ФРАГМЕНТ ТЕКСТА ▸
◇ ◇ ◇ ◇
Почти все жители кулигских деревень работали на экспериментальных площадях селекционной станции. Элитные семена знаменитых луговых трав Мологи поставлялись во все регионы страны.
«Мы еще маленькие были, в школе учились, все пололи там травки, — вспоминает одна из жительниц Большого Борка. — Травка еле от земли видна, а сорняк вот такой большой. Дадут нам фартуки, ползаем на коленках. Денежку надо заработать. И Павел до переселения там работал, с мотыгой ходил, и сестра его Ольга, потом в замужестве — Ермакова, и я работала в отделе защиты растений до 37-го года».
Жизнь менялась, и жить надо было по-новому, приспосабливаться к действительности, а действительность была суровой, с наганом в руке. «Помню, как загоняли крестьян в колхоз, — рассказывает один из старожилов Мологского края. — К нам в деревню приезжали из Мологи, выкладывали револьвер на стол и заставляли записываться в колхоз».
В 1930–1933 годах наступил голод. В деревнях ели жмых, головню, в колхозах давали охвостья. Груздевская семья держалась только за счет отцовского заработка — Александр Иванович работал в Мологе по специальности мясником на бойне, мать хозяйствовала дома, а семья к тому времени была уже, не считая отца и матери: бабушка Марья Фоминишна, отцовская сестра-инвалид Елизавета Ивановна, дети — старший сын Павел 1910 г.р., дочь Ольга 1913 г.р., Алексей 1921 г.р., Антонина 1924 г.р., Татьяна 1926 г.р., в 1932 году родился младшенький — Шурка; итого десять человек. На плечи старшего — Павла — легла вся мужская работа по хозяйству, да еще трудился на зональной селекционной станции. Вместе с ним ходила на работу груздевская собака Бэром — «собака была, как волк».
Отец Груздевых с давних пор был охотником, этим промыслом тоже кормилась семья. Охотников в Большом Борке было всего три человека: Александр Иванович, у него имелось ружье; Иван Бажанов, по прозвищу Бажан; да третий — кузнец. Вот как-то раз приходит Павел с заработков домой, а родителей нет, сестренки плачут и говорят ему:
— Павлушка, у нас в огороде волк ходит.
Он посмотрел — точно. Ружье со стены снял, залег на порог, перекрестился, отвернулся, на курок нажал. Прозвучал выстрел. Ружье отбросило в сторону, всё в дыму, волка нет.
◇ ◇ ◇ ◇
ЗАДАНИЕ ▸ Сократите абзац фрагмента текста, который начинается словами «В 1930–1933 годах наступил голод», сохранив его основные факты. Допускается оформление списком.

СОХРАНЁННЫЕ ЗАПИСИ ▸
◇ ◇ ◇ ◇
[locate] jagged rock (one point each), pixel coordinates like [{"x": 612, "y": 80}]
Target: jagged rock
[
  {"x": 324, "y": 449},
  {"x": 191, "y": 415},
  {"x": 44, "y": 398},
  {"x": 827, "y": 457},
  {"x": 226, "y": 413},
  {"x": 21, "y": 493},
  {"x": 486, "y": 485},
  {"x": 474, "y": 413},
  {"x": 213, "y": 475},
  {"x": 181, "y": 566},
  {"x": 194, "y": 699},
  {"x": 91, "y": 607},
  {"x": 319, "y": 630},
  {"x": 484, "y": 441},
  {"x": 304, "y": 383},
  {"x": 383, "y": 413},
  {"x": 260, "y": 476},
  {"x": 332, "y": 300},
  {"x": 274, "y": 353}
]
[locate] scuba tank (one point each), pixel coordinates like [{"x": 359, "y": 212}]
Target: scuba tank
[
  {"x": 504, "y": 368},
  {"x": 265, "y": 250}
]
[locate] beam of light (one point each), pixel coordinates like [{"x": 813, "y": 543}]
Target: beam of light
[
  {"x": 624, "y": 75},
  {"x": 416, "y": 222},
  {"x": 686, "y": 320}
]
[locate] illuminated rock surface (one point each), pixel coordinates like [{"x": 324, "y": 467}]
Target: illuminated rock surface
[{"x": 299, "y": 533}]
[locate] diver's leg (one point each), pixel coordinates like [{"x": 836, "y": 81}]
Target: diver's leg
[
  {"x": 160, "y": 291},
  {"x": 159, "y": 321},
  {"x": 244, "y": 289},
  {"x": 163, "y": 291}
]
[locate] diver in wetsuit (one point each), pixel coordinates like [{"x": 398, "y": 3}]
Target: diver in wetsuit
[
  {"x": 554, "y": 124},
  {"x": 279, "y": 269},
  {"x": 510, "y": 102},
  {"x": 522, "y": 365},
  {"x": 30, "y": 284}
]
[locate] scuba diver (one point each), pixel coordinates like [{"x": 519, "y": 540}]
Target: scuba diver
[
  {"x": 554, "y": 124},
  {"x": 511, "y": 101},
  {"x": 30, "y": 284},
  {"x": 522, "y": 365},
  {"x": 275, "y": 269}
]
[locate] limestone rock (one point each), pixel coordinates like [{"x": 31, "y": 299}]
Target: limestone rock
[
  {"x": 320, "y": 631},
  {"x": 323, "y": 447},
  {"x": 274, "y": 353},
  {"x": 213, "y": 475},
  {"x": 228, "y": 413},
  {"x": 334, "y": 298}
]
◇ ◇ ◇ ◇
ОТВЕТ ▸
- В 1930–1933 годах был голод: в деревнях ели жмых и головню, в колхозах давали охвостья.
- Семья Груздевых держалась только на заработке отца, Александра Ивановича, который работал мясником на бойне в Мологе. Мать вела хозяйство дома.
- В семье было десять человек: родители, бабушка Марья Фоминишна, сестра отца Елизавета Ивановна (инвалид) и дети. Это Павел (1910 г.р.), Ольга (1913 г.р.), Алексей (1921 г.р.), Антонина (1924 г.р.), Татьяна (1926 г.р.) и Шурка (1932 г.р.).
- Вся мужская работа по хозяйству легла на старшего сына Павла, который ещё и трудился на зональной селекционной станции. С ним на работу ходила собака Бэром, похожая на волка.